= Work to do =
Tally the lines in the items below that contain the string "grass". Reply with the number alone.

* begin *

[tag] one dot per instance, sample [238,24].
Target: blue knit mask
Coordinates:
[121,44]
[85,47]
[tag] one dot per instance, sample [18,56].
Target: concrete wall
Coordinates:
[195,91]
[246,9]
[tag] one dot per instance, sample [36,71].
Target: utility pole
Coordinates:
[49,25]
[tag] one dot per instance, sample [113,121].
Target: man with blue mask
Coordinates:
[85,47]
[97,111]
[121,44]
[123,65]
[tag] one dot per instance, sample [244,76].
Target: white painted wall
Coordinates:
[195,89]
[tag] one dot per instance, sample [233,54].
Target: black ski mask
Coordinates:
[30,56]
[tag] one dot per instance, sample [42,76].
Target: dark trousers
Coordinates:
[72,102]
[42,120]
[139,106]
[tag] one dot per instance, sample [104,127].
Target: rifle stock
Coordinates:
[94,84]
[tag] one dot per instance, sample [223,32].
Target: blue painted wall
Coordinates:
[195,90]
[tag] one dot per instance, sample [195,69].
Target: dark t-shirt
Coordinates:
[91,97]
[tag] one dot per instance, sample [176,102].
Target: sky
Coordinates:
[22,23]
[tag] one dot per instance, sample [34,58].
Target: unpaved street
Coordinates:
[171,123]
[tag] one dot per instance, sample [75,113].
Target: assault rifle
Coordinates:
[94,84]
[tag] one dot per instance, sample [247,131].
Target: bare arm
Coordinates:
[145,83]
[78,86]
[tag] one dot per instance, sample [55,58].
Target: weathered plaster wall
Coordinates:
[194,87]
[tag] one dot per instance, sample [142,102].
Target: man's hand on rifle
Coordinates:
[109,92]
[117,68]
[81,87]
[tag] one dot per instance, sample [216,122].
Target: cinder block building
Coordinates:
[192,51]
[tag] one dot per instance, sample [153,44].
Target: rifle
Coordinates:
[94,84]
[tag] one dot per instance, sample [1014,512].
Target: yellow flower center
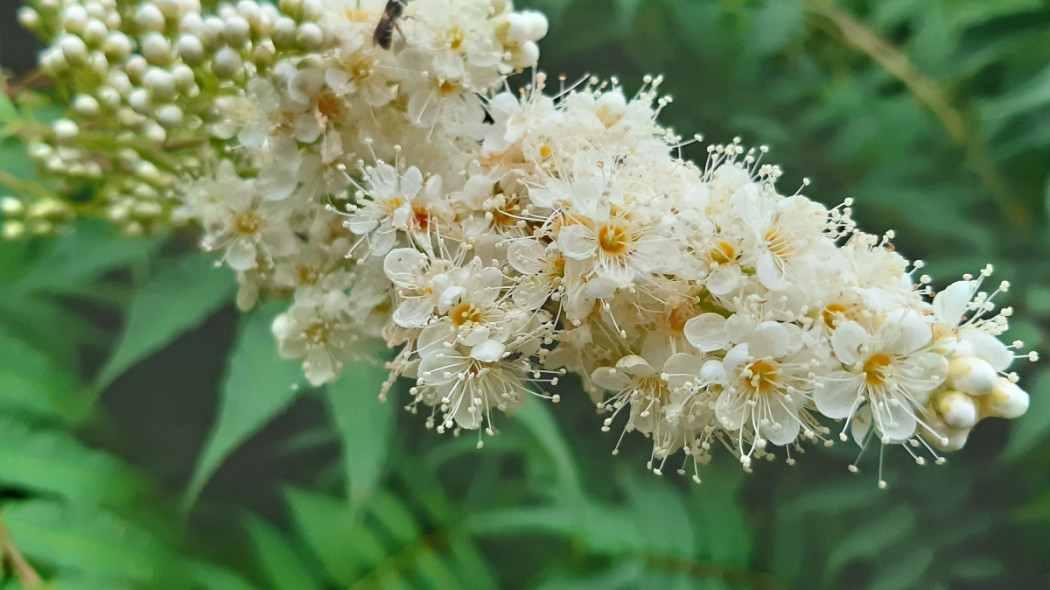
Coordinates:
[612,239]
[875,369]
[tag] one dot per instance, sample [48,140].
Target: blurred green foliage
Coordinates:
[149,438]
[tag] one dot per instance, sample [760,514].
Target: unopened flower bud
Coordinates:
[28,18]
[65,130]
[156,49]
[169,117]
[72,48]
[1007,400]
[149,18]
[160,83]
[135,67]
[237,30]
[515,28]
[190,48]
[957,409]
[284,32]
[972,375]
[74,18]
[190,23]
[310,36]
[227,63]
[85,105]
[140,101]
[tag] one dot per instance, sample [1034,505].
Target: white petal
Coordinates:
[611,379]
[707,332]
[489,351]
[576,241]
[847,340]
[837,394]
[949,304]
[402,267]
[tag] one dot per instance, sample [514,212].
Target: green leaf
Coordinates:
[1030,429]
[182,295]
[1031,96]
[277,557]
[774,26]
[30,382]
[365,425]
[257,386]
[87,253]
[868,539]
[537,418]
[343,545]
[210,576]
[905,571]
[89,541]
[56,462]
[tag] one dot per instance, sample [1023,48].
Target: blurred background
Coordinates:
[148,438]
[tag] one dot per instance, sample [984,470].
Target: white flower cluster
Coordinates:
[504,238]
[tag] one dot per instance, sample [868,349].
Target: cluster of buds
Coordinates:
[369,160]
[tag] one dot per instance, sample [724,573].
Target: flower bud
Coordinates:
[957,409]
[515,28]
[539,24]
[213,33]
[135,67]
[190,48]
[284,32]
[65,130]
[28,18]
[96,33]
[85,105]
[191,23]
[227,63]
[160,83]
[149,18]
[156,49]
[169,117]
[310,36]
[72,48]
[313,9]
[74,18]
[1007,400]
[237,30]
[972,375]
[141,101]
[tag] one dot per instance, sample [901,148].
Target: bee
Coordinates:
[384,30]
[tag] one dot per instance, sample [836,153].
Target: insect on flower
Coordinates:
[384,30]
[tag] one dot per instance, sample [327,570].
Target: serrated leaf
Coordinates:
[365,425]
[256,387]
[278,561]
[182,295]
[55,462]
[86,540]
[30,382]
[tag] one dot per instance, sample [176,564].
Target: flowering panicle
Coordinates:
[504,238]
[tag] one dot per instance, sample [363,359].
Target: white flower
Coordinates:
[889,369]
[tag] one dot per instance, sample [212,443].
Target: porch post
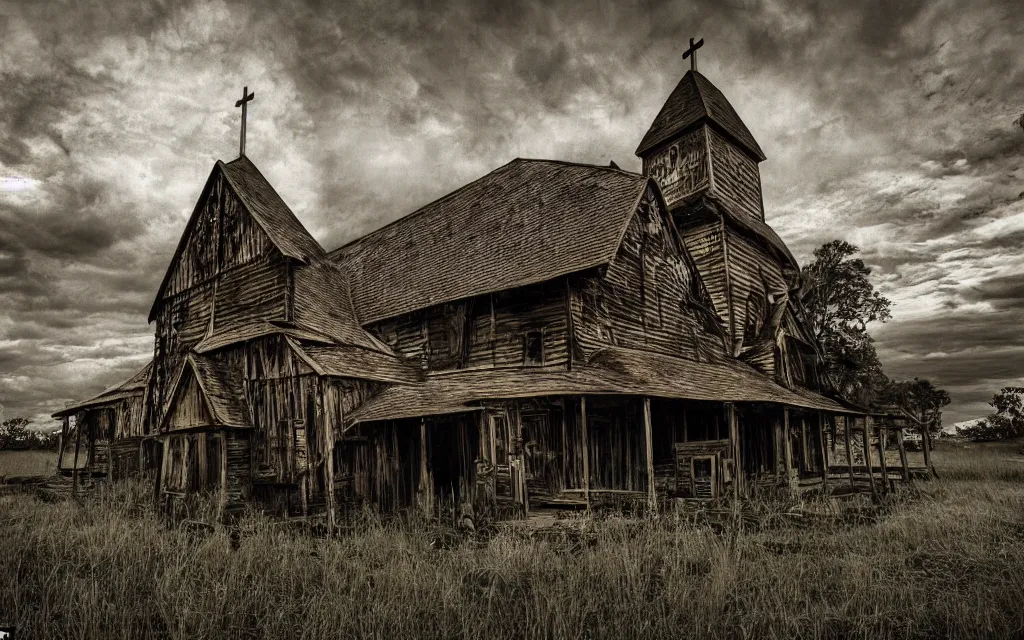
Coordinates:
[586,450]
[64,439]
[649,449]
[849,446]
[78,443]
[737,463]
[867,454]
[425,488]
[882,458]
[926,438]
[328,423]
[902,455]
[824,452]
[787,443]
[223,473]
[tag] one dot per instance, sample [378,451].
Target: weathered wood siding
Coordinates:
[735,176]
[645,298]
[188,408]
[484,332]
[228,269]
[681,167]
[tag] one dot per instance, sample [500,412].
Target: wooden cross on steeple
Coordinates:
[246,97]
[692,53]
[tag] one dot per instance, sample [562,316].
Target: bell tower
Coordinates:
[706,162]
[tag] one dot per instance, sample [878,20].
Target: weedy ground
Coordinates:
[945,559]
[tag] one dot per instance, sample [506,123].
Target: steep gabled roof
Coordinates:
[611,370]
[695,100]
[525,222]
[221,388]
[266,208]
[269,210]
[133,386]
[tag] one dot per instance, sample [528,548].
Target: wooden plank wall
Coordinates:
[485,332]
[227,268]
[754,274]
[735,176]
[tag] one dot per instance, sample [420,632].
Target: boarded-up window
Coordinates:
[534,348]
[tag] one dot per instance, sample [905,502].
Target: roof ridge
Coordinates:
[420,209]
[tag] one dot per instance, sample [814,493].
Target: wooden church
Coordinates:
[551,335]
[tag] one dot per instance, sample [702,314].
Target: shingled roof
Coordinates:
[527,221]
[265,207]
[269,210]
[693,101]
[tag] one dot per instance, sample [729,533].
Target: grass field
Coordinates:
[946,560]
[27,463]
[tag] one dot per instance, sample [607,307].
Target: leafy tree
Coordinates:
[1006,423]
[840,302]
[921,397]
[14,433]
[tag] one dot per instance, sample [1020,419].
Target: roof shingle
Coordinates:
[693,100]
[527,221]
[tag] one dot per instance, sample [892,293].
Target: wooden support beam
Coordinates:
[823,448]
[805,450]
[867,454]
[737,463]
[779,449]
[328,425]
[62,440]
[425,487]
[222,507]
[787,452]
[926,439]
[649,450]
[848,433]
[902,456]
[78,443]
[586,450]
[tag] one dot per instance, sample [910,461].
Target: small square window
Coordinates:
[534,348]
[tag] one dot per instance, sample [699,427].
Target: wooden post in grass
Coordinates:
[849,446]
[902,455]
[787,452]
[586,451]
[64,440]
[867,454]
[737,466]
[824,453]
[882,458]
[78,443]
[649,449]
[926,438]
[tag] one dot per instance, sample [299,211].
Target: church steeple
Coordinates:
[697,143]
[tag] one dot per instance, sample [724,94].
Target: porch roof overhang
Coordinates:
[609,371]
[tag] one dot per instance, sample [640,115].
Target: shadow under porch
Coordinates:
[515,458]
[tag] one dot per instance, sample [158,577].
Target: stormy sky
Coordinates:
[888,124]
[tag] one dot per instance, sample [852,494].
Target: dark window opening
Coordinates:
[501,440]
[534,348]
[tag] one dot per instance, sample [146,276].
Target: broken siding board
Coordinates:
[737,180]
[484,332]
[754,275]
[645,298]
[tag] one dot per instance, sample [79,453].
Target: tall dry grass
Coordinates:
[944,561]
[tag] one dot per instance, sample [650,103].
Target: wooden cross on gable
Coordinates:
[692,53]
[246,97]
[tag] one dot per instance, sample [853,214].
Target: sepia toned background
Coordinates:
[888,124]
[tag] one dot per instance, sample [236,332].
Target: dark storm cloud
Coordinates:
[889,124]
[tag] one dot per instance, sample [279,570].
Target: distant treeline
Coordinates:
[15,434]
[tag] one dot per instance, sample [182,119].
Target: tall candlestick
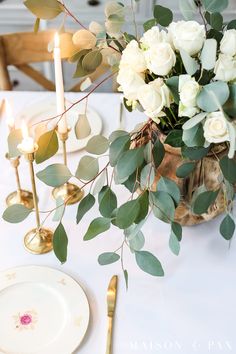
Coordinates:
[62,124]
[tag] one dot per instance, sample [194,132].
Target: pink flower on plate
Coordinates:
[26,320]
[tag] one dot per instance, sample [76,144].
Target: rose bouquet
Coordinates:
[180,161]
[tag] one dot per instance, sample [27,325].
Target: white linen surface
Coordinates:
[191,310]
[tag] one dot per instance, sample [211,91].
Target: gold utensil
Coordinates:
[111,306]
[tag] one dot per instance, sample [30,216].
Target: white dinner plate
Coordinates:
[42,311]
[47,108]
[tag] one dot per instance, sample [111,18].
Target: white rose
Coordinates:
[133,57]
[152,37]
[130,82]
[154,97]
[160,59]
[225,68]
[188,35]
[228,43]
[216,128]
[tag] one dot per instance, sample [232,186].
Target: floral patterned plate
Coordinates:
[42,311]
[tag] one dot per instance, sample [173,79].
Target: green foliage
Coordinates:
[88,168]
[55,175]
[97,145]
[149,263]
[47,146]
[185,169]
[163,15]
[163,206]
[129,161]
[215,5]
[158,153]
[149,24]
[44,9]
[84,206]
[97,226]
[175,138]
[60,243]
[203,201]
[108,202]
[227,227]
[108,258]
[213,95]
[13,140]
[228,168]
[167,185]
[16,213]
[117,147]
[127,214]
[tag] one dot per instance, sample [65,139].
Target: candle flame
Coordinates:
[24,130]
[9,114]
[57,40]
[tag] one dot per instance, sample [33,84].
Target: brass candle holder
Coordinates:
[38,240]
[20,196]
[69,192]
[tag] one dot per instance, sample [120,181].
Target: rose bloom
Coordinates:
[160,59]
[225,68]
[153,36]
[187,35]
[130,82]
[216,128]
[133,57]
[154,97]
[228,43]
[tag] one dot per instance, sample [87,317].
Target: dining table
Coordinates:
[189,310]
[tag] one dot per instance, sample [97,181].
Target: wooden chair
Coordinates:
[20,49]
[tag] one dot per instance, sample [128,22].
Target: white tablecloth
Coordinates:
[191,310]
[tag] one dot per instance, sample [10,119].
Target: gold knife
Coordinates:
[111,306]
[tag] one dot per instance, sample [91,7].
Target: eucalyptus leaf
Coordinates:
[82,127]
[185,169]
[163,15]
[127,213]
[129,161]
[44,9]
[149,263]
[205,99]
[117,147]
[227,227]
[97,226]
[108,258]
[97,145]
[190,64]
[55,175]
[60,243]
[228,168]
[88,168]
[208,55]
[167,185]
[204,201]
[47,146]
[84,206]
[16,213]
[13,140]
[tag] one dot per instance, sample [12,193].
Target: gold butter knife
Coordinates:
[111,306]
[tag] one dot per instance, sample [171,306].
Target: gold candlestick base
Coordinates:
[21,197]
[69,192]
[39,241]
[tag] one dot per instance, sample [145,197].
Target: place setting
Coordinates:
[136,165]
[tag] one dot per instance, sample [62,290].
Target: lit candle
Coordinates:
[9,114]
[27,145]
[62,125]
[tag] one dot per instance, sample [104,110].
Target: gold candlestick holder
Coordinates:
[20,196]
[38,240]
[69,192]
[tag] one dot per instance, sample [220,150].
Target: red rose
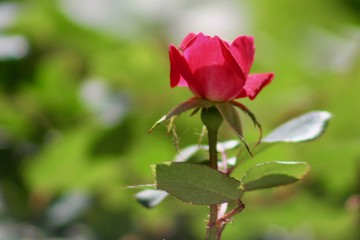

* end *

= Written response =
3